*Directions*: Please reproduce the part of the text on using SQL to cut DDA duplicates that starts with "After uploading 227" and runs through "spent on cleanup.".

*Passage to read*:
═══

Using SQL to Reduce Demand Driven Acquisition Duplications

Date:

Using SQL reduced time spent on removing duplicate records by 75%

The Problem

Brown University uses the Demand Driven Acquisitions plans from JSTOR and GOBI Sciences, it also has an e-book plan with EBSCO. JSTOR and EBSCO were originally being delivered through OCLC onto a single bib record with two different 856 links. There was a lot of overlap between JSTOR, GOBI, and EBSCO which resulted in a lot of time cleaning up records via the Sierra Heading’s Report which unfortunately was unable to limit to just these three plans.

Sierra’s Headings Report resulted in more irrelevant results than relevant - a couple hundred results would have less than 10 relevant bibs. Staff was spending up to 4 hours a week sorting through these results which included duplications between print and electronic resources that were deliberate. Further complicating this was the fact that several of our eresource loads were temporary resources from EBSCO and Serials Solutions whose availability changed over time. As these resources were not purchases, and would eventually leave our catalog, duplications between them and our DDA plans were not a concern.

The Solution

We began by separating our EBSCO and JSTOR DDA records onto separate bibs, which required a lot of clean up and reloading of records into the catalog upwards of 100k. Then we decided on a prioritization between the DDA plans.

Since purchase loads could take a while to become available to download, there was a risk of creating duplication by deleting the purchased’s bib record in our catalog in preference of a new bib before the purchased bib could be updated. Therefore, it was decided that if a non-purchased DDA file resulted in duplications, priority would be given to the file already in the system.

Once vendor prioritization was decided, a SQL query was developed to look for more than one bib number linked to a single isbn. DDA records were separated from other eresources and print resources by using a local 910 tag.

Once the query was successful, it was made into an executable program using python. The executable program would take several minutes to run before resulting in a text file containing a list of isbns and how many bib records were linked to them.

The Results

After uploading 227 jstor dda records: SQL returned 16 results while SIERRA returned 126 records - only 16 were relevant.

Both Sierra and SQL methods were used side by side for over a month, with SQL consistently returning concise and equal amounts of relevant results to Sierra. The executable program took longer to run, averaging 6 minutes, but could run in the background and reduced overall time spent on cleanup.

═══

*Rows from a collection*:
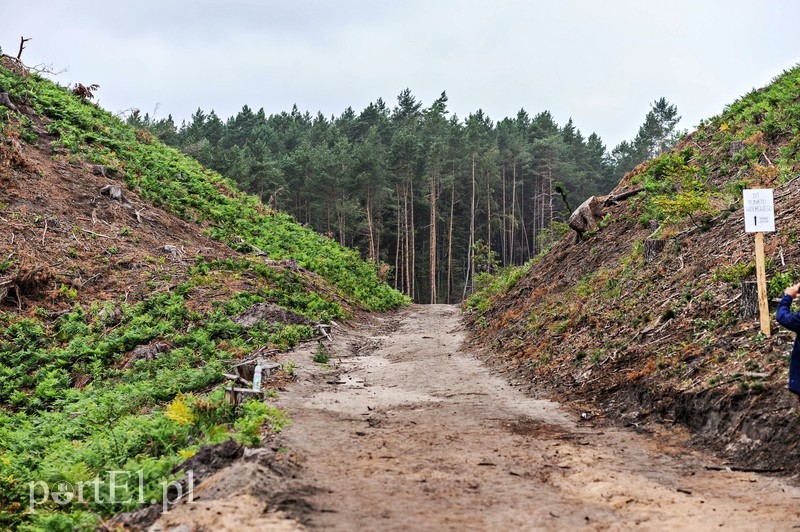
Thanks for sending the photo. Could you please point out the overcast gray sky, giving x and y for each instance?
(599, 62)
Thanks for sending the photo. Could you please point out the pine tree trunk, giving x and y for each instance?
(504, 220)
(432, 251)
(407, 240)
(550, 196)
(413, 248)
(370, 226)
(341, 223)
(470, 265)
(513, 211)
(488, 229)
(450, 240)
(398, 263)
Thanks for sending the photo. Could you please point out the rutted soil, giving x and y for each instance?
(406, 430)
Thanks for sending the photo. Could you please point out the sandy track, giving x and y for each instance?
(411, 431)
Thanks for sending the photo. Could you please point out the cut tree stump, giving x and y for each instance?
(112, 191)
(246, 370)
(236, 396)
(652, 248)
(582, 220)
(6, 101)
(749, 306)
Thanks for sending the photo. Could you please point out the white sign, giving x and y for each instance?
(759, 210)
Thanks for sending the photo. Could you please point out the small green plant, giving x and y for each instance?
(67, 292)
(6, 264)
(321, 354)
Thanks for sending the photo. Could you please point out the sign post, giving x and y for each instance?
(759, 218)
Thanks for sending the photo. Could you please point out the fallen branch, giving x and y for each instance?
(22, 41)
(98, 234)
(745, 469)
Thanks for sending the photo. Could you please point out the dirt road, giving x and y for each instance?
(407, 430)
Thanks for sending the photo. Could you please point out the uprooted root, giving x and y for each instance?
(26, 282)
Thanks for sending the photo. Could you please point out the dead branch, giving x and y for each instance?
(98, 234)
(22, 41)
(6, 101)
(616, 198)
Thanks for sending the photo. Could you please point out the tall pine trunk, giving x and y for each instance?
(370, 227)
(407, 241)
(398, 263)
(450, 240)
(504, 220)
(470, 276)
(432, 251)
(513, 210)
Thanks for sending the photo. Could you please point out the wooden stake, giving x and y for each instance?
(761, 278)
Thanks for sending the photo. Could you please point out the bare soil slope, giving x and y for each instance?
(663, 337)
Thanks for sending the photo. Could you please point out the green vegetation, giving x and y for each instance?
(321, 355)
(136, 387)
(366, 178)
(491, 286)
(181, 185)
(77, 404)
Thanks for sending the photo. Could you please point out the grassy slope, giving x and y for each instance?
(72, 403)
(596, 322)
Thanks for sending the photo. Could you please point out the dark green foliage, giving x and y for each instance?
(361, 176)
(75, 401)
(180, 184)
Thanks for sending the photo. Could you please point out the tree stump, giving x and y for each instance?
(749, 306)
(652, 248)
(583, 219)
(237, 396)
(6, 101)
(247, 369)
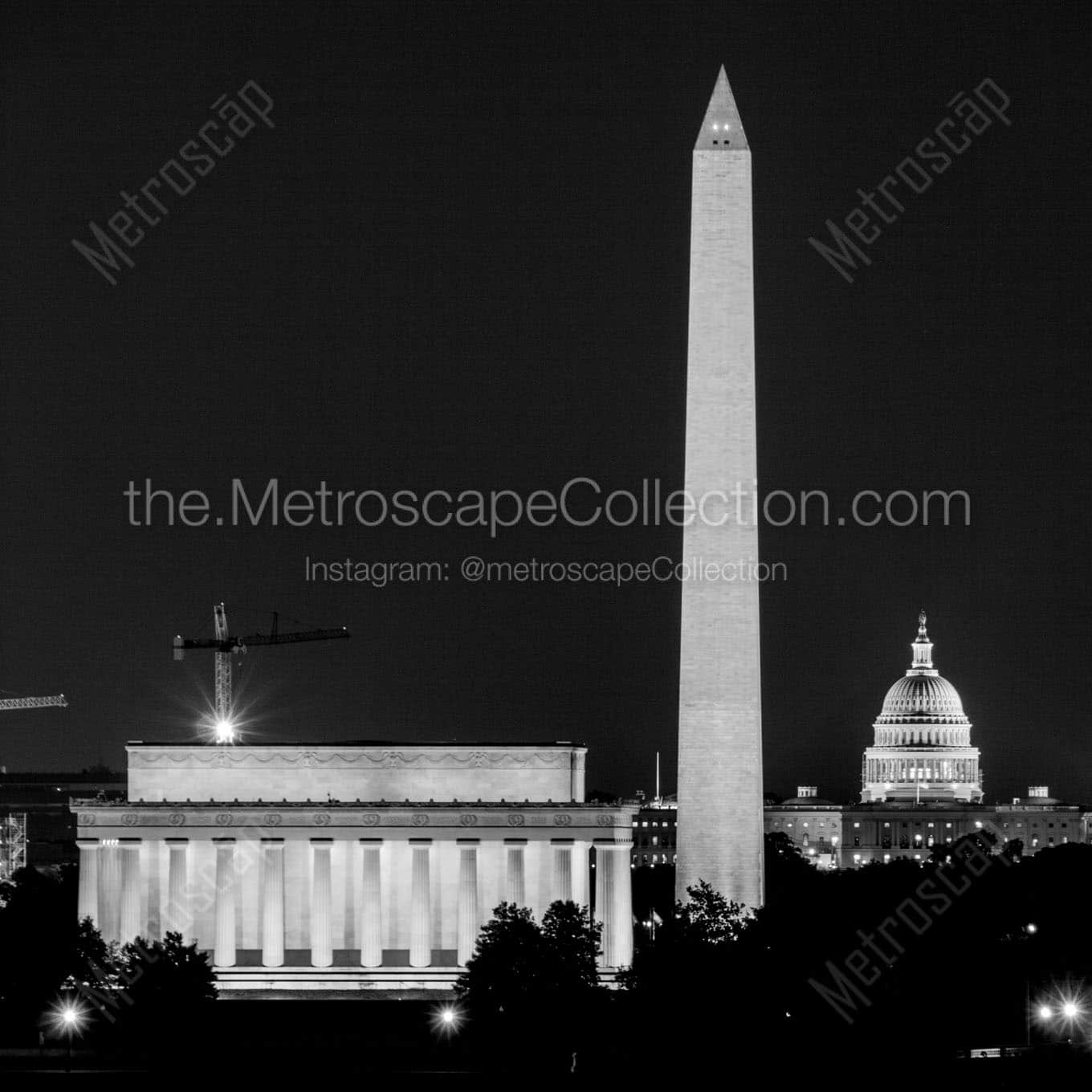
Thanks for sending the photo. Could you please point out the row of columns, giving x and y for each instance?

═══

*Response to this task*:
After uploading 227 jstor dda records: SQL returned 16 results while SIERRA returned 126 records - only 16 were relevant.

Both Sierra and SQL methods were used side by side for over a month, with SQL consistently returning concise and equal amounts of relevant results to Sierra. The executable program took longer to run, averaging 6 minutes, but could run in the background and reduced overall time spent on cleanup.